EXTRAIT À LIRE =
⁂

Le gouvernement nigérian a annoncé qu’il n’était pas préparé à l’arrivée des dizaines de milliers d’habitants qui ont fui la province de Bakassi, dans le sud, ce dernier mois, et a appelé les Nations Unies à l’aider à gérer le retour inattendu de ces populations.
Pas moins de 76 000 rapatriés se sont inscrits dans 12 camps dans les Etats d’Akwa Ibom et de Cross River, selon Victor Antai, président du conseil de Mbo, un camp d’Akwa Ibom. « Nous n’avons jamais envisagé un tel afflux de rapatriés », a déclaré à IRIN Florence Ita-Giwa, directrice du groupe de travail présidentiel chargé de la réinstallation et de la réhabilitation des rapatriés nigérians. « C’est parce que la situation n’est pas bonne à Bakassi (désormais sous la souveraineté du Cameroun) depuis le transfert d’autorité [du 14 août] qu’ils ont dû fuir et rentrer au Nigeria. Nous pensions qu’un grand nombre d’entre eux resteraient là-bas pendant au moins quelques années encore ».
« Les Nations Unies doivent intervenir d’urgence pour apporter leur aide, parce que ces populations sont bloquées. Il y a du monde partout », a-t-elle poursuivi.
Un accord quinquennal d’administration commune a été conclu entre le Nigeria et le Cameroun pour assurer un transfert d’autorité pacifique et encourager les Nigérians à rester à Bakassi, selon Mme Ita-Giwa.
Les habitants de Bakassi ont néanmoins déclaré craindre d’être persécutés par les services de sécurité camerounais, a expliqué Youcef Ait Chellouche, coordinateur de la gestion des catastrophes au bureau de la Fédération internationale de la Croix-Rouge (FICR) à Dakar, au Sénégal.

⁂

SECTION DES DONNÉES =
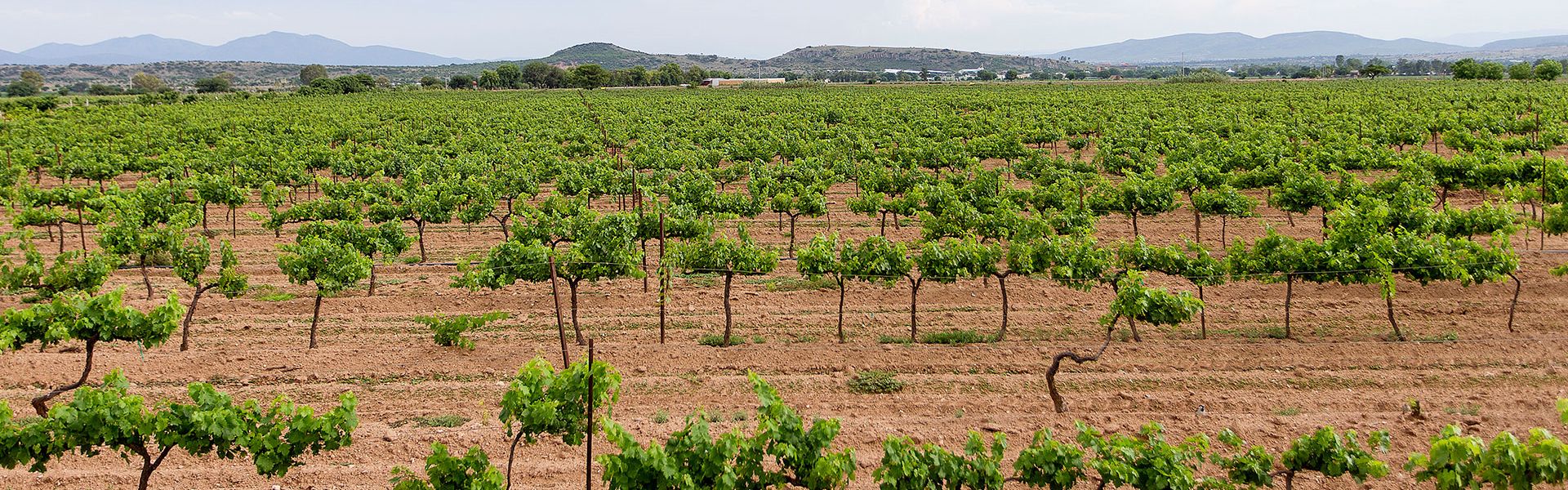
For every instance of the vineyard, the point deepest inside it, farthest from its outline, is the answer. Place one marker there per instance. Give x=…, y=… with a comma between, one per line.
x=1150, y=286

⁂

LISTE DES TÂCHES =
a: Répondez à ces questions à partir de l'extrait sur Bakassi :
(i) Combien de rapatriés se sont inscrits, et dans combien de camps ?
(ii) À quelle date a eu lieu le transfert d'autorité ?
(iii) Dans quelle ville se trouve le bureau de la FICR où travaille Youcef Ait Chellouche ?
b: Dressez la liste de toutes les personnes nommées dans l'extrait sur Bakassi.
c: Prolongez l'extrait sur les rapatriés de Bakassi à partir de sa dernière phrase.

RÉPONSES PAR TÂCHE =
a:
(i) Pas moins de 76 000 rapatriés se sont inscrits, dans 12 camps.
(ii) Le transfert d'autorité a eu lieu le 14 août.
(iii) Ce bureau se trouve à Dakar, au Sénégal.

b:
Victor Antai
Florence Ita-Giwa
Youcef Ait Chellouche

c:
Les populations nigérianes de Bakassi ont commencé à fuir la péninsule après la cérémonie du 14 août 2008 entre les gouvernements camerounais et nigérian, qui marquait officiellement la rétrocession de la péninsule contestée de Bakassi au Cameroun.
Le désespoir des rapatriés
« Nos infrastructures fonctionnent à la limite de leurs capacités. (…) Nos ressources ne nous suffisent plus. L’arrivée des populations de Bakassi pèse sur le conseil », a indiqué M. Antai, membre du conseil de Mbo.
Mbo, le point le plus proche de Bakassi sur le territoire continental du Nigeria, compte normalement plus de 100 000 habitants ; aujourd’hui, ils sont 180 000, selon M. Antai.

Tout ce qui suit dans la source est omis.